→ **OBJETIVO**:
Copia integralmente o texto sobre a moderação de conteúdos no Facebook, sem mudar uma palavra.

→ **TEXTO FORNECIDO**:
══════════════════════════════

Em 2012, após ser formado para analisar conteúdos do Facebook por um dólar à hora, Amine Derkaoui revelou como era "humilhante" estas empresas "estarem apenas a explorar o terceiro mundo". O marroquino fez mais e divulgou as normas internas da rede social para os moderadores de conteúdos, um então recente "documento que é essencialmente um mapa do terreno moral do Facebook", dividido em "sexo e nudez", "conteúdo de ódio", "conteúdo explícito" e "intimidação e assédio".
Esta moderação passava por três níveis, após os alertas dos utilizadores: pessoas sub-contratadas como Derkaoui confirmavam o alerta e o conteúdo era apagado, podiam revogar o alerta ou, por fim, escalar o conteúdo para ser analisado e validado por funcionários do Facebook.
As normas incluíam a eliminação de mães a amamentar sem roupas, pessoas bêbedas ou inconscientes, mamilos femininos (mas não masculinos), enquanto se podiam mostrar imagens sangrentas ou piadas com discurso de ódio. Nalguns exemplos, como na negação do Holocausto e devido ao âmbito da "conformidade internacional", esses conteúdos eram sempre analisados por funcionários da rede social.
Há mais de 100 mil pessoas a "limpar" os detritos digitais
No total, entre redes sociais, aplicações móveis e serviços de armazenamento de dados, deviam existir há três anos "bem mais de 100 mil" pessoas em todo o mundo a executar estas tarefas, calculava Hemanshu Nigam, ex-responsável de segurança do MySpace e consultor de segurança online.
"Há miúdos de 20 anos que são contratados para analisar conteúdos e animam-se porque pensam que vão ver pornografia adulta", explicava Nigam anos antes. "Eles não fazem ideia de que as imagens desprezíveis e ilegais que vão ver os vão perseguir para o resto das suas vidas".

══════════════════════════════

→ **DADOS FORNECIDOS**:
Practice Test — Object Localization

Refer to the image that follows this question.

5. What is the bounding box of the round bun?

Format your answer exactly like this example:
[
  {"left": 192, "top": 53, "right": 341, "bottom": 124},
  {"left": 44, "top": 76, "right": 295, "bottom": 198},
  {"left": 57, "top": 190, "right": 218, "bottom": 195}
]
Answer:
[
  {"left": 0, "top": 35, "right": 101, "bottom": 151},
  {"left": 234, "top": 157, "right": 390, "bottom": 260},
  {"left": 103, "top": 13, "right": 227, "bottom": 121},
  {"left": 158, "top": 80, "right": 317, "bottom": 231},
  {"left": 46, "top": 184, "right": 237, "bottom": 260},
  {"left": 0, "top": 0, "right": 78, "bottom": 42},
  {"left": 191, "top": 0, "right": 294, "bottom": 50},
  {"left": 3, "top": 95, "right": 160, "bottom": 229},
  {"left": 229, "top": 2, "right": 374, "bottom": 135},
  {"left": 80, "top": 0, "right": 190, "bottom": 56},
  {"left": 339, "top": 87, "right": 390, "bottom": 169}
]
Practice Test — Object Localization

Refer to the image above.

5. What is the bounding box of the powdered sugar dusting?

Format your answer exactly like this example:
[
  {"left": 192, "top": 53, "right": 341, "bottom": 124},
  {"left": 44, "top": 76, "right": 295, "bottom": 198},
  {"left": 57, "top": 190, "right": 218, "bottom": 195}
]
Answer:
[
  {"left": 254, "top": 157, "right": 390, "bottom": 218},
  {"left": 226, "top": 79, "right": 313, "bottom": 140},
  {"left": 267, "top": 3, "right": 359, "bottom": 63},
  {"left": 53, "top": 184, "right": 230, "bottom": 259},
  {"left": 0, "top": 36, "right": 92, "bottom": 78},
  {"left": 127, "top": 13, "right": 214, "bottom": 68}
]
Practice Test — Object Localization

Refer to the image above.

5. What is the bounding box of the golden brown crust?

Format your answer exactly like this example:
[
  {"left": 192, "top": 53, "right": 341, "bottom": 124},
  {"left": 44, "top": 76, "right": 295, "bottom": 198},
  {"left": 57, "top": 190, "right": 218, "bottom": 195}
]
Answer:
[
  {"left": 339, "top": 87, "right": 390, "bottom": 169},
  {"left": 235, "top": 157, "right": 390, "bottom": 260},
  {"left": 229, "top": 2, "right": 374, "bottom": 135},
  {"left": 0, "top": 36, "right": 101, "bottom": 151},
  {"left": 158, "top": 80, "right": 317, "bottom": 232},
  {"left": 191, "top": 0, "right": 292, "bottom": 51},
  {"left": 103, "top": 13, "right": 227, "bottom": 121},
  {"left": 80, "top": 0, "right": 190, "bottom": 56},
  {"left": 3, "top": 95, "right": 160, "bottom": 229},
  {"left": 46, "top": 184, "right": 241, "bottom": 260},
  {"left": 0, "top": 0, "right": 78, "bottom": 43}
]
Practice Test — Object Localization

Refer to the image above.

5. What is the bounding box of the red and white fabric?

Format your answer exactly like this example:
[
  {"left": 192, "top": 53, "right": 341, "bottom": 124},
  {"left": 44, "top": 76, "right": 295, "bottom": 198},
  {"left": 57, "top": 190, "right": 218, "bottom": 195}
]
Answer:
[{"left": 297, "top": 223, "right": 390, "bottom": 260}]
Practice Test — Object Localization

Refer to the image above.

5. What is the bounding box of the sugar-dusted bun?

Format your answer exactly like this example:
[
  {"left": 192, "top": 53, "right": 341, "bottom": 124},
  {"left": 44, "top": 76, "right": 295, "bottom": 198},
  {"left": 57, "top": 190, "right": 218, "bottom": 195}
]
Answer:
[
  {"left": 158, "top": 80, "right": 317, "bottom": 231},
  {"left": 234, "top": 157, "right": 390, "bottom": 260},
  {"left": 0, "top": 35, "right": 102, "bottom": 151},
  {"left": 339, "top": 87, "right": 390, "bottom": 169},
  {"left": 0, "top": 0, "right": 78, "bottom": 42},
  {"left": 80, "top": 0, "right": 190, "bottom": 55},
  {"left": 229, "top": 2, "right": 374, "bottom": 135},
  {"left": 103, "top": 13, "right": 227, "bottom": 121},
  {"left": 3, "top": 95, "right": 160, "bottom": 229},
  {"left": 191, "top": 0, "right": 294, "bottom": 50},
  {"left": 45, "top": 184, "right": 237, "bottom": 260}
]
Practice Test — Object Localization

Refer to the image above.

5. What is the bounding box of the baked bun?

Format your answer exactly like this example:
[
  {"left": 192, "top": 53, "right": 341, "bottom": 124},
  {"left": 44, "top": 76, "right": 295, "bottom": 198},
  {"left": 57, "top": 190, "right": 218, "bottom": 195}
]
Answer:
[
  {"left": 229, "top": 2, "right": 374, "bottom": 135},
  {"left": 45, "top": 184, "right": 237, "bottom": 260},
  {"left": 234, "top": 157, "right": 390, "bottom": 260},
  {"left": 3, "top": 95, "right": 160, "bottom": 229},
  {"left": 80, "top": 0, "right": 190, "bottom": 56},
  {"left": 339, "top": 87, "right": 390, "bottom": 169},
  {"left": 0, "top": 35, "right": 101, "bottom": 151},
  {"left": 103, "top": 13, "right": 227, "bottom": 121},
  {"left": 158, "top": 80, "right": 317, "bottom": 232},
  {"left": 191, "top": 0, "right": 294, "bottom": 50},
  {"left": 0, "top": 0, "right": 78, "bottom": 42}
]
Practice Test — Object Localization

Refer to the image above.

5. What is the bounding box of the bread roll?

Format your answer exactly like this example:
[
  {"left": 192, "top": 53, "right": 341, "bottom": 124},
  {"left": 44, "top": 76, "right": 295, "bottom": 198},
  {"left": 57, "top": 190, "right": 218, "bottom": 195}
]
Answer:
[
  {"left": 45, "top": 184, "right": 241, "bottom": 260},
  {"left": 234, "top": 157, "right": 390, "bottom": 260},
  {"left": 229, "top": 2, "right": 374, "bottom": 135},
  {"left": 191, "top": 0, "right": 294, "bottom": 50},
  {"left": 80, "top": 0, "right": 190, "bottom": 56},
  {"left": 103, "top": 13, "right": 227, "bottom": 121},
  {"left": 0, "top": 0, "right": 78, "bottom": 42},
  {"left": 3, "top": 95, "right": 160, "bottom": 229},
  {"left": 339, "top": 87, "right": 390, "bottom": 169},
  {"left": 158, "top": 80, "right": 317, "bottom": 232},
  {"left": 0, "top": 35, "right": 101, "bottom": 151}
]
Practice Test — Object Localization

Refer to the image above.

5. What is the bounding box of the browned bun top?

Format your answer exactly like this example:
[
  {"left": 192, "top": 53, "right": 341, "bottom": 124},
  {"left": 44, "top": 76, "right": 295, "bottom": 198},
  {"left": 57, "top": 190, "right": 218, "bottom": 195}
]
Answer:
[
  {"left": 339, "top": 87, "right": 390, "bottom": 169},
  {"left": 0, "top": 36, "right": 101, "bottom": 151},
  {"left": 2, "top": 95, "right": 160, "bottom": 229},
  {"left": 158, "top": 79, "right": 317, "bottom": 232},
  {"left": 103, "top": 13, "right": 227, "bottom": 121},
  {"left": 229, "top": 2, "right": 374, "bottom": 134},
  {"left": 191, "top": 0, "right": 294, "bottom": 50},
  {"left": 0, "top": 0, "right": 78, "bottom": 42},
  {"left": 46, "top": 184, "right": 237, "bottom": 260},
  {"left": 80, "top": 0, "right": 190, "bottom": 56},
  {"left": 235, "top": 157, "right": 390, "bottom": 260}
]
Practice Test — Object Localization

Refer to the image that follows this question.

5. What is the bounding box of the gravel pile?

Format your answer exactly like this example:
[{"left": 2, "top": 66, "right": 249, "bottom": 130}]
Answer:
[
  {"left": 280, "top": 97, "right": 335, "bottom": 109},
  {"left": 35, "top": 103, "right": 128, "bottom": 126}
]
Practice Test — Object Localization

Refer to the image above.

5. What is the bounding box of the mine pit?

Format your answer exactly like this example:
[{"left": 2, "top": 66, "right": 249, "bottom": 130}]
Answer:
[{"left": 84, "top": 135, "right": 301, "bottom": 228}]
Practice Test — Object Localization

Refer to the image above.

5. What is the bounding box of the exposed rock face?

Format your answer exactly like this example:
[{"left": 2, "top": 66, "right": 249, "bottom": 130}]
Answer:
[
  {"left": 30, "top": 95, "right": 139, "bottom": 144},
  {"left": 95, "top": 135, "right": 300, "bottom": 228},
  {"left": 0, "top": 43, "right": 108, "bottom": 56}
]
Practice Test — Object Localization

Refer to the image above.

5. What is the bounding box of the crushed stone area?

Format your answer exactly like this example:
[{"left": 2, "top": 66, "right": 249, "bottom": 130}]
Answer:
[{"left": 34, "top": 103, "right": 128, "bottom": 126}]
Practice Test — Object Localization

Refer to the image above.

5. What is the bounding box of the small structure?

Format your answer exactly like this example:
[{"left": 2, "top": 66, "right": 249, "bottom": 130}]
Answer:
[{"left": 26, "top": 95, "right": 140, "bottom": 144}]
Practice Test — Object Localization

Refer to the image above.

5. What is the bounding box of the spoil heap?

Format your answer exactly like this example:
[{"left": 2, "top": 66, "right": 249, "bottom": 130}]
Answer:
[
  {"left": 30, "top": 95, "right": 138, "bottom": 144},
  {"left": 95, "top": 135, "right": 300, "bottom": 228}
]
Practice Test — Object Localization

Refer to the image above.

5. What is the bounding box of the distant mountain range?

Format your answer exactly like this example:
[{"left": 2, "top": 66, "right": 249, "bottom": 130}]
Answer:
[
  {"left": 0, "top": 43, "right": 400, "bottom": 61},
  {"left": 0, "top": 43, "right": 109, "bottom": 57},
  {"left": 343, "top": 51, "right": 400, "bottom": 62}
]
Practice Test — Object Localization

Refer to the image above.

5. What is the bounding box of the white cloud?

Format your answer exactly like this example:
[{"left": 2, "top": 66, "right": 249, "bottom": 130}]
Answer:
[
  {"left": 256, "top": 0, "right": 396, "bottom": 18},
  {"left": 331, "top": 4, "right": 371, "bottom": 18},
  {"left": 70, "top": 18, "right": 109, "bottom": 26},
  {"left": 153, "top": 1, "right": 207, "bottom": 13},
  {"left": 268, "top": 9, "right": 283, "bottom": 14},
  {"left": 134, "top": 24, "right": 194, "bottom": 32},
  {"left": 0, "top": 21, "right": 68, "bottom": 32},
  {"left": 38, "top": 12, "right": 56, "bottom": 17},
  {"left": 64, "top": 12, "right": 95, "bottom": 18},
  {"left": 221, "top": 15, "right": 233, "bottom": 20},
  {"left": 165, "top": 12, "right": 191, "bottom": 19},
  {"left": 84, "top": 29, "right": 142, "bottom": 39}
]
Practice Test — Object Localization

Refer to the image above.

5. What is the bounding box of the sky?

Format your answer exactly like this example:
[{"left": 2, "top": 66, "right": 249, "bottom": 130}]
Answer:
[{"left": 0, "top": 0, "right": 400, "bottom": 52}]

══════════════════════════════

→ **ESPAÇO DE RESPOSTA**:
Em 2012, após ser formado para analisar conteúdos do Facebook por um dólar à hora, Amine Derkaoui revelou como era "humilhante" estas empresas "estarem apenas a explorar o terceiro mundo". O marroquino fez mais e divulgou as normas internas da rede social para os moderadores de conteúdos, um então recente "documento que é essencialmente um mapa do terreno moral do Facebook", dividido em "sexo e nudez", "conteúdo de ódio", "conteúdo explícito" e "intimidação e assédio".
Esta moderação passava por três níveis, após os alertas dos utilizadores: pessoas sub-contratadas como Derkaoui confirmavam o alerta e o conteúdo era apagado, podiam revogar o alerta ou, por fim, escalar o conteúdo para ser analisado e validado por funcionários do Facebook.
As normas incluíam a eliminação de mães a amamentar sem roupas, pessoas bêbedas ou inconscientes, mamilos femininos (mas não masculinos), enquanto se podiam mostrar imagens sangrentas ou piadas com discurso de ódio. Nalguns exemplos, como na negação do Holocausto e devido ao âmbito da "conformidade internacional", esses conteúdos eram sempre analisados por funcionários da rede social.
Há mais de 100 mil pessoas a "limpar" os detritos digitais
No total, entre redes sociais, aplicações móveis e serviços de armazenamento de dados, deviam existir há três anos "bem mais de 100 mil" pessoas em todo o mundo a executar estas tarefas, calculava Hemanshu Nigam, ex-responsável de segurança do MySpace e consultor de segurança online.
"Há miúdos de 20 anos que são contratados para analisar conteúdos e animam-se porque pensam que vão ver pornografia adulta", explicava Nigam anos antes. "Eles não fazem ideia de que as imagens desprezíveis e ilegais que vão ver os vão perseguir para o resto das suas vidas".